__Try it__:
The entries below must be retyped in full. Keep every word the same.

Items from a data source
════════════════════

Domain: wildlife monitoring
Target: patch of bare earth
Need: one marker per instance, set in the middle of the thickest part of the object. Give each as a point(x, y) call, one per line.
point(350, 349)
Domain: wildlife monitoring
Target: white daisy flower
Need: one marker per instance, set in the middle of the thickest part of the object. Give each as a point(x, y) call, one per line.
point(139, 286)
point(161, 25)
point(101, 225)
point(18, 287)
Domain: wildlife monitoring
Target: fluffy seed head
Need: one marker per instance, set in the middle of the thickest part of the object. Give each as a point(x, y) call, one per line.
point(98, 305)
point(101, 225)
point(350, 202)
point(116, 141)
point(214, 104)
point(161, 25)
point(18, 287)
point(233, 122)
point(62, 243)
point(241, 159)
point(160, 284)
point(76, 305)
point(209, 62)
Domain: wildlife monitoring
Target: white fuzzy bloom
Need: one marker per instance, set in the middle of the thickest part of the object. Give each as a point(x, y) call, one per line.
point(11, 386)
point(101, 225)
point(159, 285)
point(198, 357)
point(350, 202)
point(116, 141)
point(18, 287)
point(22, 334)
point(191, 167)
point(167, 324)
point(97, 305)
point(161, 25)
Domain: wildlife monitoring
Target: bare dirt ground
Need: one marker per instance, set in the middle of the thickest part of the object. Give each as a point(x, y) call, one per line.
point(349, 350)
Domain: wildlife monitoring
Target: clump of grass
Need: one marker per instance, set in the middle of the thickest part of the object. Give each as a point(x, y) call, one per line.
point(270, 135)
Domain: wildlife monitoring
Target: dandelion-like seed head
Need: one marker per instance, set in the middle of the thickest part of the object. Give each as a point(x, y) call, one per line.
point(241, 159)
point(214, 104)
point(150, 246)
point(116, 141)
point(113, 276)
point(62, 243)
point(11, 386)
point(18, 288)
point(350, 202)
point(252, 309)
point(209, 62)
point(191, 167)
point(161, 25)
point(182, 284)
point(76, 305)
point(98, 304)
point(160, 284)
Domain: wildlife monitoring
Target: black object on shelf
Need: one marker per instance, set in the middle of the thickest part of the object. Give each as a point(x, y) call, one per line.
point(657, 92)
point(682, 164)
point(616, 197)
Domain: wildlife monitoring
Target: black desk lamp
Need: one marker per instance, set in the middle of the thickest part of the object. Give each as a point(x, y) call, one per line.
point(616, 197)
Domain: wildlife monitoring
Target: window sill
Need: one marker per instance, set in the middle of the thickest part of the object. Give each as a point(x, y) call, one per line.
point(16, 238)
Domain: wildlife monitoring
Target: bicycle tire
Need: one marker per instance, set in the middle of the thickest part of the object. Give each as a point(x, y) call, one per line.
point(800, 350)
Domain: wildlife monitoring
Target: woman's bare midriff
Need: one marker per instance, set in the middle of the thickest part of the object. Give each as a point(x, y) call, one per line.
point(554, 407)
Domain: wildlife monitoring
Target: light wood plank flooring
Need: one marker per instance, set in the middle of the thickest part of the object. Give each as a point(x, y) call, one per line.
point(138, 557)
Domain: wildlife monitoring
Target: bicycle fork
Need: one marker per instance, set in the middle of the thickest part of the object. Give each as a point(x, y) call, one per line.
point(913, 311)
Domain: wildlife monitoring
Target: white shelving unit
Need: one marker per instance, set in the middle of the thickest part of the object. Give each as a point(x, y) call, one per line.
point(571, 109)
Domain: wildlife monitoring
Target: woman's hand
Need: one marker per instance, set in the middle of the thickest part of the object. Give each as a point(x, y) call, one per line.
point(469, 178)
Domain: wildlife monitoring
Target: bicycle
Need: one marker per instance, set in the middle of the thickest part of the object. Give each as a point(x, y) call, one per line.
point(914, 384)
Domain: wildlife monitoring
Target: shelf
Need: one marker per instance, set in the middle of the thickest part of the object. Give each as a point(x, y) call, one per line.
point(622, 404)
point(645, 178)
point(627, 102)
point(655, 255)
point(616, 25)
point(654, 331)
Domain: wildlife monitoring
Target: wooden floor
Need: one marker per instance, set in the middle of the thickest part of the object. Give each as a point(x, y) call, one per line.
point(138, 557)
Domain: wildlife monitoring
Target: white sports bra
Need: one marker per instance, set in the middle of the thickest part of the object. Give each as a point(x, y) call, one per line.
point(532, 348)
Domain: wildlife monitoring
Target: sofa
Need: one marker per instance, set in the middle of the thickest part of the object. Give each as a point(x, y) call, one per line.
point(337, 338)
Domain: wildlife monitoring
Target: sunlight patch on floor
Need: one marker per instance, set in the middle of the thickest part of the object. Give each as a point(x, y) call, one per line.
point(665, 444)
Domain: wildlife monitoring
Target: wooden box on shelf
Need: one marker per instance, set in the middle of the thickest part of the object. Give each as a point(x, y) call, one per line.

════════════════════

__Exercise response__:
Domain: wildlife monitoring
Target: patch of bare earth
Need: one marker per instance, set in the middle of the thickest part of the object. Give each as a point(x, y) call, one per line.
point(350, 349)
Domain: wildlife monitoring
Target: white daisy flower
Need: one marker per instance, set in the middle of the thickest part of the object. Give each as a point(x, y) call, one per line.
point(139, 286)
point(161, 25)
point(101, 225)
point(18, 287)
Domain: wildlife monitoring
Target: fluffy seed head
Need: one marker per instance, set in the middle of the thickest part of the object. Give each as a point(x, y) call, one per line.
point(98, 305)
point(101, 225)
point(350, 202)
point(116, 141)
point(214, 104)
point(161, 25)
point(18, 287)
point(233, 122)
point(62, 243)
point(241, 159)
point(160, 284)
point(76, 305)
point(209, 62)
Domain: wildlife monitoring
Target: white fuzzy bloom
Need: one marker per instance, set in the middle of the thickest part of the object. Give each as a point(x, y) call, one per line.
point(11, 386)
point(101, 225)
point(159, 285)
point(198, 357)
point(350, 202)
point(116, 141)
point(18, 287)
point(22, 334)
point(191, 167)
point(167, 324)
point(97, 305)
point(161, 25)
Domain: wildlife monitoring
Target: bare dirt ground
Need: one marker per instance, set in the middle of the thickest part of the object. Give each as a point(x, y) call, one per line.
point(349, 350)
Domain: wildlife monitoring
Target: clump of grass
Need: one marker per instance, set in the middle of the thickest part of the object. Give each as a point(x, y) call, one per line.
point(270, 135)
Domain: wildlife monitoring
Target: dandelion-like seed head
Need: one marker per instance, set in the middle of the thickest part of the object. Give each as a point(x, y) call, one per line.
point(241, 159)
point(214, 104)
point(150, 246)
point(116, 141)
point(113, 276)
point(62, 243)
point(11, 386)
point(18, 288)
point(350, 202)
point(252, 309)
point(209, 62)
point(191, 167)
point(161, 25)
point(182, 284)
point(76, 305)
point(98, 304)
point(160, 284)
Domain: wildlife monitoring
Target: black object on shelf
Need: one marker per instance, set in the middle of the thickest part of the object. Give each as a point(x, y) call, one per line.
point(657, 92)
point(682, 164)
point(616, 197)
Domain: wildlife monitoring
Target: black desk lamp
Need: one marker per instance, set in the middle of the thickest part of the object. Give each as a point(x, y) call, one per line.
point(616, 197)
Domain: wildlife monitoring
Target: window sill
Need: one marker per instance, set in the middle of the thickest part of the object. Give each as a point(x, y) call, one per line.
point(16, 238)
Domain: wildlife monitoring
Target: bicycle tire
Need: one marker per instance, set in the middle of the thickest part of the object. Give each as a point(x, y) call, one per line.
point(800, 350)
Domain: wildlife monitoring
Target: woman's bare midriff
Need: one marker per instance, set in the middle of the thickest part of the object. Give each as a point(x, y) call, one per line.
point(554, 407)
Domain: wildlife monitoring
Target: light wood plank flooring
Need: one marker per instance, set in the middle of the thickest part of the object. Give each as a point(x, y) call, one per line.
point(138, 557)
Domain: wildlife monitoring
Target: bicycle fork
Need: one marker per instance, set in the middle of the thickest part of the object. Give each as a point(x, y) call, one per line.
point(913, 311)
Domain: wildlife monitoring
Target: white shelving unit
Need: one marker per instance, set in the middle of the thickest part of the object. Give each as a point(x, y) call, one per line.
point(571, 109)
Domain: wildlife monitoring
Target: woman's hand
Need: one marker per instance, set in the middle of the thickest part of the object. Give each as a point(x, y) call, one per line.
point(469, 178)
Domain: wildlife monitoring
Target: bicycle
Need: one marker per instance, set in the middle of the thickest part of the object. Give each as a point(x, y) call, one per line.
point(914, 384)
Domain: wildlife monitoring
Target: shelf
Need: one marker per instance, set in the middle of the thickest part of the object. Give each as a point(x, y) call, one per line.
point(622, 404)
point(645, 178)
point(627, 102)
point(655, 255)
point(616, 25)
point(654, 331)
Domain: wildlife monitoring
Target: wooden floor
Need: one marker per instance, set in the middle of the thickest part of the object. Give each as a point(x, y) call, one per line.
point(138, 557)
Domain: wildlife monitoring
Target: white sports bra
Need: one marker per instance, set in the middle of the thickest part of the object. Give each as a point(x, y) call, one per line.
point(532, 348)
Domain: wildlife monitoring
Target: sofa
Need: one marker per instance, set in the middle of the thickest part of the object. Give each as a point(x, y) call, one per line.
point(337, 338)
Domain: wildlife monitoring
Target: sunlight patch on floor
Need: one marker per instance, set in the middle of the thickest part of the object. Give each as a point(x, y) call, one per line.
point(665, 444)
Domain: wildlife monitoring
Target: wooden box on shelf
Need: one marker per instance, set in the middle of the thickest part of the object. Give each as a point(x, y) call, one per line.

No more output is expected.